Work instruction: In the article on Radiopharm Theranostics, how much does Lantheus pay to take two pre-clinical assets off Radiopharm's hands?

Source extract:

=== Section Start ===

Small Caps | Jul 03 2024

This story features RADIOPHARM THERANOSTICS LIMITED, and other companies. For more info SHARE ANALYSIS: RAD

By Tim Boreham

ASX code: ((RAD))

Shares on issue (pre capital raising): 460,367,051

Market cap: $20.7m

Chief executive officer: Riccardo Canevari

Board: Paul Hopper (executive chair), Mr Canevari, Ian Turner, Hester Larkin, Dr Leila Alland, Phillip Hains

Financials (March 2024 quarter): receipts $291,000, operating cash outflows -$4.2m, cash balance $2.93m (ahead of circa $70m capital raising)

Identifiable major holders: (post-capital raising) Paul Hopper 7.8%, Lantheus emerges as 6.9% shareholder with options to increase to 19.9%  

Is the Telix glow’ finally starting to illuminate its ASX-listed peers?

We’re referring of course to the stupendous success of radio-pharmacy play Telix Pharmaceuticals ((TLX)), which now bears a $6bn-plus market valuation on the back of its approved prostate cancer imaging agent.

Shares in the down-in-the-dumps Clarity Pharmaceuticals ((CU6)) started moving six months ago and last week it was the now cashed-up Radiopharm Theranostics’ ((RAD)) turn.

The catalyst for Radiopharm’s Tuesday’s share jump of up to 35% was the announcement the company would raise $70m of capital, by way of a $62.5m institutional placement and an initial $7.5m strategic investment from Nasdaq-listed radio imaging giant Lantheus Holdings.

Lantheus also relieves Radiopharm of two pre-clinical assets for another $3m

Put in context, the 1.7 bn extra shares boosts Radiopharm’s shares on issue by 372%, but happily the deal was struck at a premium to the prevailing price. Lantheus emerges with a 6.9% undiluted stake, but has the option to climb to 19.9% later on by way of $7.5m of unlisted options and listed options on top of that.

=== Section End ===

Recorded data:
=== Section Start ===

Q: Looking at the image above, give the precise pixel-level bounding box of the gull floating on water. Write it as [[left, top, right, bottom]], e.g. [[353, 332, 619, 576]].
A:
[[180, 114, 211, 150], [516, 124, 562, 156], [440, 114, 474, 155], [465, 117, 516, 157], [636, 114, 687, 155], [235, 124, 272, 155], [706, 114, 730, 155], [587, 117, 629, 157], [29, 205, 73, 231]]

=== Section End ===
=== Section Start ===

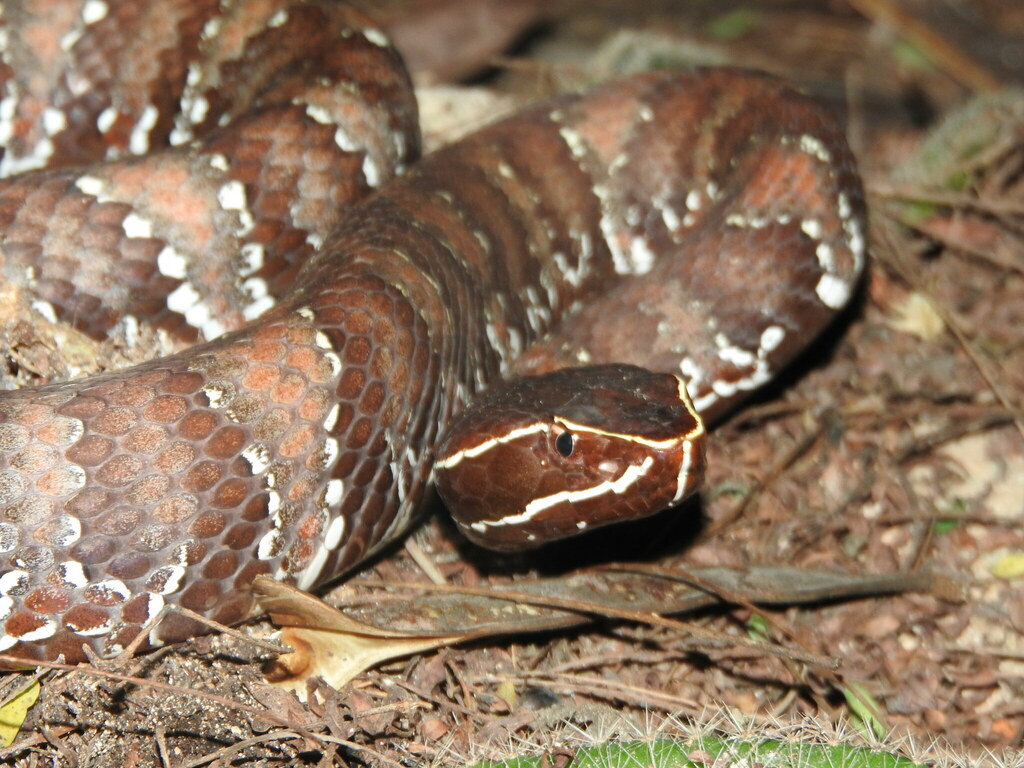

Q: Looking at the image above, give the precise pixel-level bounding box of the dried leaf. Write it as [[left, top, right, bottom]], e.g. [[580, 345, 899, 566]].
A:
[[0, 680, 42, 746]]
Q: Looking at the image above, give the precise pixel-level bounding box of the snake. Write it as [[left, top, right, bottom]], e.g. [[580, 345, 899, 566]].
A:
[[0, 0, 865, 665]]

=== Section End ===
=== Section Start ===

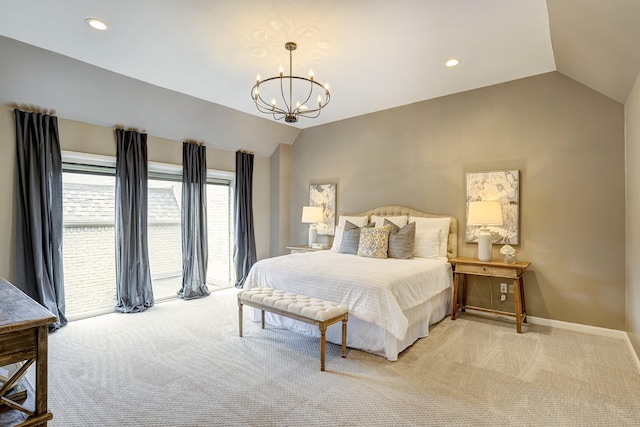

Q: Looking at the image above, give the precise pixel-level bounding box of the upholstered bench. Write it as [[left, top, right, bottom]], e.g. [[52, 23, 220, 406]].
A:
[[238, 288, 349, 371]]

=== Section End ===

Solved exercise: Another $3m.